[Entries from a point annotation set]
======
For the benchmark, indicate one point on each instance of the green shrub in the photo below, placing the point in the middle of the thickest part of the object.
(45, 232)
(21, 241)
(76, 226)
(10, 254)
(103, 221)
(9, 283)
======
## What to do
Reproduce every one of the rows above verbatim, without any alteration.

## Problem solution
For the benchmark, indicate one point on each instance of the green shrub in the photo below, placing the point in the middle of the thickest part of the object.
(45, 232)
(21, 241)
(76, 226)
(10, 254)
(103, 221)
(9, 283)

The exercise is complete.